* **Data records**
────────────────
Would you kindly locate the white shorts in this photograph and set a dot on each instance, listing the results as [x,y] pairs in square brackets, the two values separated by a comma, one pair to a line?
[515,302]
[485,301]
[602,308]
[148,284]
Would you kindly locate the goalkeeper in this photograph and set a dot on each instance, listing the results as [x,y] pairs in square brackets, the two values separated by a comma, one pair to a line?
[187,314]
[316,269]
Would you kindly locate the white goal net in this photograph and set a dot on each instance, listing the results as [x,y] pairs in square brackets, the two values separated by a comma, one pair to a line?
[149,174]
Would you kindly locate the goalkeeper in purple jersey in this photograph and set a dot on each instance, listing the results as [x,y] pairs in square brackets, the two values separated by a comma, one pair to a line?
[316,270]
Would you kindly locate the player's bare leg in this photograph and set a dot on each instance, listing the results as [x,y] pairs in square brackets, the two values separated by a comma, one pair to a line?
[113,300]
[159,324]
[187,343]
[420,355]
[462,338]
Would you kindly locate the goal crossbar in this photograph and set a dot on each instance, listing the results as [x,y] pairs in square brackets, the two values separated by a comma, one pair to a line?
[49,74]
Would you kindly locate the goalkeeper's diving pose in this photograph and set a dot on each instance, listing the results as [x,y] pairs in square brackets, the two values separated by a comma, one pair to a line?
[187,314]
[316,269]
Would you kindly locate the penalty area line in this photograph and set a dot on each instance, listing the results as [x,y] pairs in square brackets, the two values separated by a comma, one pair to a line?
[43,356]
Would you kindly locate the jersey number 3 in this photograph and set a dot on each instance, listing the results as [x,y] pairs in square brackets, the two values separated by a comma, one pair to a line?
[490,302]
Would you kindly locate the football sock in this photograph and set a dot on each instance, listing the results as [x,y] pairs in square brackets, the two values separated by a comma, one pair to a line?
────────────────
* **EXERCISE PROMPT**
Provide an exact reproduction of all the entries shown above.

* **WRITTEN SOLUTION**
Would you kindly locate the white shorts in this photograph and set a dot on each instance, listing the results as [x,y] pairs in square brackets, the two values separated by a comma, one pair to a line?
[515,302]
[485,301]
[602,308]
[148,284]
Would you kindly locate the goalkeeper in this photograph and set a dot on each instance, listing the results as [x,y] pairs in square brackets, the two values separated by a comma, one pair to a line?
[187,314]
[316,269]
Would you kindly locate the white goal net in this photograph and set a dot on each instance, listing the results as [x,y] pairs in square brackets, the two values separated by a comma, one pair to a line?
[149,174]
Would you kindly locate the goalkeeper in purple jersey in this photograph and set a dot on each instance, listing the results as [x,y] pairs in square brackets, the two values separated by a comma, one pair to a line?
[316,270]
Would you kindly locate the player's bare leg in this photograph and set a dot on each instance, listing the results as [x,y] pairs in square brackets, the two values separated by a comma, one pair to a line?
[113,300]
[159,324]
[187,343]
[420,355]
[462,338]
Would you kindly locate the goal crossbar in this photograph and set a dot on each instance, listing the results as [x,y] pairs in square brackets, the two values separated by a comma, one pair to a line?
[49,74]
Would you kindly locate the goalkeeper's diving pose in this photograph and set a dot on each instance, listing the results as [x,y] pairs in square brackets, the two values separated by a comma, one pair to a line?
[187,314]
[316,269]
Would you kindly locate the penalty area line in this photograph and set a dot on each instance, listing the results as [x,y] pairs in square brackets, the two values separated by a comma, one pair to a line?
[43,356]
Would you kindly locate the jersey number 3 in this photograph and set a dot on each instance, listing the results as [x,y] pairs in square brackets, the two values separated by a comma, one pair to a line?
[490,302]
Would you kindly locate the football sock in this photograph and set a dot on each instance, listing the results as [x,y] pairs in square brackets, the two values separated by a comma, one pair to a line?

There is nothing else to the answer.